= GIVEN INSTRUCTION =
Lay out each line of the records below as a JSON list of strings, one string per line, with blank lines left out.

□ □ □ □ □ □ □

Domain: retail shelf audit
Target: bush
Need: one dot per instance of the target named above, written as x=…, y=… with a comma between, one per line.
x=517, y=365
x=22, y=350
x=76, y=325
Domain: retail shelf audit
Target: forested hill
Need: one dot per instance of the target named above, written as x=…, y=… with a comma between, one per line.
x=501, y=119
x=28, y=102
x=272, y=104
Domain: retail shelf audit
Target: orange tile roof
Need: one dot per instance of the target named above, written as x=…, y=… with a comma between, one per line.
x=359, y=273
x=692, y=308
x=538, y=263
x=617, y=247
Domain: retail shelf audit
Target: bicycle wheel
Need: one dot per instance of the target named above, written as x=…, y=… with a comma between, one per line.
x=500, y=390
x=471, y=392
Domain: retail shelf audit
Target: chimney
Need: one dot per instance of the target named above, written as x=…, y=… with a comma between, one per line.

□ □ □ □ □ □ □

= SOLUTION FOR THIS TASK =
[
  "Domain: retail shelf audit",
  "Target: bush",
  "Need: one dot per instance of the target named above, written as x=…, y=… with a comma between, one per line.",
  "x=517, y=365",
  "x=22, y=350",
  "x=76, y=325",
  "Domain: retail shelf audit",
  "Target: forested hill",
  "Need: one dot per instance of the target named above, written as x=…, y=… with a comma between, one per line.",
  "x=501, y=119",
  "x=28, y=102",
  "x=272, y=104",
  "Domain: retail shelf audit",
  "Target: orange tile roof",
  "Need: one dot per instance of the target named above, written as x=…, y=… with a comma between, one per line.",
  "x=359, y=273",
  "x=692, y=308",
  "x=538, y=263",
  "x=617, y=247",
  "Domain: retail shelf audit",
  "Target: bicycle wheel",
  "Need: one dot per instance of the target named above, written as x=…, y=… with a comma between, one per line.",
  "x=500, y=390",
  "x=471, y=392",
  "Domain: retail shelf audit",
  "Target: chimney",
  "Need: one dot per instance of the target named above, written as x=…, y=… with a comma between, one per line."
]